» **Stated task a**: Rewrite the entries as a numbered list, covering everything from the line containing "Return the outline of every instance of the white" down to the line containing "M0 0L0 65L15", with both of those lines included and blank lines left out.

» **Text provided**:
========
College Graduation Fear—7 Ways to Know You’re Ready

College Graduation Fears

We have had the pleasure of having several college girls intern with us at Grit and Grace Life and had the pleasure of working with them the year they graduated. Shortly after their college career came to a close, we had a team meeting which they attended. A few minutes into the meeting I was reminded of the seismic life shift they were facing. Watching their facial expressions as they discussed the future spoke every bit of their college graduation fear. The overwhelming, yet excited, panicked, exhilarating, and dreadful emotions they were feeling.

The experience made me want to take a few minutes and tell all college grads this—take heart! You can do this! Yes, it’s true what you have known in your academic life is not what is ahead of you. It’s time to enter the pay-my-rent, get-a-real-job world of adulting. But what you learned in college (and I’m not talking about what came in those astronomically expensive books), is everything you need to know to take on your first job.

1. You learned that goals change along the way.
========
» **Data provided**:
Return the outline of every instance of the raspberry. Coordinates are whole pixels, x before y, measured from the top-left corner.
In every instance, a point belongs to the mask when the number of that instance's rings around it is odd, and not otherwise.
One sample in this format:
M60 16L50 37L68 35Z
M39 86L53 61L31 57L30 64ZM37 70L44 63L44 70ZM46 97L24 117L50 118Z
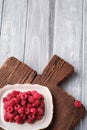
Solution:
M21 114L20 117L22 118L22 120L26 120L26 115Z
M14 120L14 114L6 113L9 120Z
M20 92L13 90L3 98L4 120L29 124L40 120L44 114L44 97L37 91Z
M10 105L10 106L14 106L14 105L15 105L15 100L12 99L12 100L9 102L9 105Z
M41 99L42 98L41 94L39 94L37 92L33 94L33 97L35 97L36 99Z
M33 114L36 114L37 113L37 109L36 108L31 108L30 112L33 113Z
M15 121L16 121L17 124L23 124L23 122L24 122L19 115L17 115L15 117Z
M39 107L42 108L42 109L44 109L45 103L44 103L44 102L41 102Z
M28 115L28 119L30 119L30 120L34 120L34 119L35 119L35 115L32 114L32 113L30 113L30 114Z
M5 120L5 121L7 121L7 122L9 121L9 119L8 119L8 117L7 117L7 114L6 114L6 113L5 113L5 115L4 115L4 120Z
M20 97L21 97L21 99L27 99L27 94L26 93L21 93Z
M21 100L21 105L22 105L22 106L25 106L25 105L26 105L26 100L24 100L24 99Z
M74 106L75 106L76 108L80 108L80 107L82 106L82 103L81 103L80 101L76 100L76 101L74 102Z
M9 103L8 103L8 102L6 102L6 103L4 104L4 109L7 109L7 108L8 108L8 106L9 106Z
M29 124L32 124L34 121L33 120L31 120L31 119L28 119L27 120L27 123L29 123Z
M36 120L40 120L42 118L41 115L36 115Z
M32 104L33 107L38 107L39 105L40 105L40 101L39 101L39 100L36 100L36 101Z
M28 115L30 113L30 109L29 108L26 108L25 109L25 114Z
M19 113L19 114L23 114L24 112L25 112L25 110L24 110L23 107L18 109L18 113Z
M3 103L6 103L6 102L7 102L7 98L4 97L4 98L3 98Z
M13 90L11 94L12 94L14 97L16 97L19 93L20 93L20 91Z
M37 111L38 111L39 115L43 115L44 114L44 110L42 108L40 108L40 107L37 109Z
M31 91L27 91L26 93L27 93L28 95L31 95L31 94L32 94Z
M31 107L32 107L32 104L28 103L27 108L31 108Z
M21 108L21 106L20 106L19 104L16 104L16 105L14 106L14 109L15 109L15 110L18 110L19 108Z
M12 112L13 112L13 107L10 107L10 106L9 106L9 107L7 108L7 112L12 113Z
M35 101L35 98L33 96L29 96L28 101L30 103L33 103Z

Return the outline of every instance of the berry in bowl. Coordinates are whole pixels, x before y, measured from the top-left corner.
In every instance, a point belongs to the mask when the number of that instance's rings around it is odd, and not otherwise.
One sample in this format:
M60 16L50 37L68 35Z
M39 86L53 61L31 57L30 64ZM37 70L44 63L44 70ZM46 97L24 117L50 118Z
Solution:
M6 130L40 130L53 117L49 89L38 84L6 85L0 90L0 127Z

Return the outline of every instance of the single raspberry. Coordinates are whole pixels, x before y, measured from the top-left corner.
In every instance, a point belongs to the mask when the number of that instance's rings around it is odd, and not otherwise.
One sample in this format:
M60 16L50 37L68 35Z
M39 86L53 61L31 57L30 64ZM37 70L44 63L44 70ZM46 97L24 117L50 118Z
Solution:
M6 102L7 102L7 98L4 97L4 98L3 98L3 103L6 103Z
M21 97L21 99L27 99L27 94L26 93L21 93L20 97Z
M82 103L81 103L80 101L78 101L78 100L75 100L74 106L75 106L76 108L80 108L80 107L82 106Z
M27 103L27 102L26 102L26 100L24 100L24 99L23 99L23 100L21 100L21 105L22 105L22 106L25 106L25 105L26 105L26 103Z
M37 114L37 109L36 108L31 108L30 112L33 113L33 114Z

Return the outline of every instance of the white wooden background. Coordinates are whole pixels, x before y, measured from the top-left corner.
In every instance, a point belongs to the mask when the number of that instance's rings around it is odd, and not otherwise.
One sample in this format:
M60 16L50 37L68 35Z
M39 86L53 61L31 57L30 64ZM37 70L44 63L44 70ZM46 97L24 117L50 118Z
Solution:
M0 0L0 65L15 56L41 73L53 54L75 67L62 88L87 108L87 0Z

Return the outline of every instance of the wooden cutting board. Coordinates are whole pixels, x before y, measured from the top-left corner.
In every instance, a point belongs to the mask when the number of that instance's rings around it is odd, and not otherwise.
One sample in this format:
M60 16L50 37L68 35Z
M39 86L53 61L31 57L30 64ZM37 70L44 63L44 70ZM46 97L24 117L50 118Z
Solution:
M75 98L59 87L59 83L69 78L73 72L73 66L56 55L41 75L18 59L11 57L0 69L0 87L16 83L38 83L47 86L53 95L54 116L51 125L45 130L73 130L83 117L85 108L83 105L79 109L75 108Z

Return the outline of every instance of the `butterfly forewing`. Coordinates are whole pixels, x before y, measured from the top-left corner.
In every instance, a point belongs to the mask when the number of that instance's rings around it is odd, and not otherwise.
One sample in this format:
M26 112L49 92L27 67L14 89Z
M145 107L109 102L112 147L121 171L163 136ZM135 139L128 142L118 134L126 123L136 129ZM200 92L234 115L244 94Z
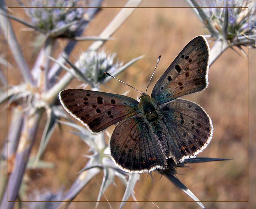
========
» **Stated task b**: In the text on college graduation fears, copy everything from "The experience made" down to "along the way.", swapping "adulting" for "grown-up life".

» **Worked solution a**:
1. Return the outline of every instance of the white wooden background. Coordinates are whole pixels, x before y, measured from the top-left corner.
2. In every instance, a point belongs to the mask when the number of that instance's rings around it is odd, and not otherwise.
3. One sample in this format:
4. M60 16L50 37L68 35Z
5. M39 86L53 61L31 57L30 64ZM37 70L44 63L44 70ZM46 97L24 117L50 118Z
6. Solution:
7. M0 0L0 65L15 56L41 73L53 54L75 67L62 88L87 108L87 0Z

» **Worked solution b**:
The experience made me want to take a few minutes and tell all college grads this—take heart! You can do this! Yes, it’s true what you have known in your academic life is not what is ahead of you. It’s time to enter the pay-my-rent, get-a-real-job world of grown-up life. But what you learned in college (and I’m not talking about what came in those astronomically expensive books), is everything you need to know to take on your first job.

1. You learned that goals change along the way.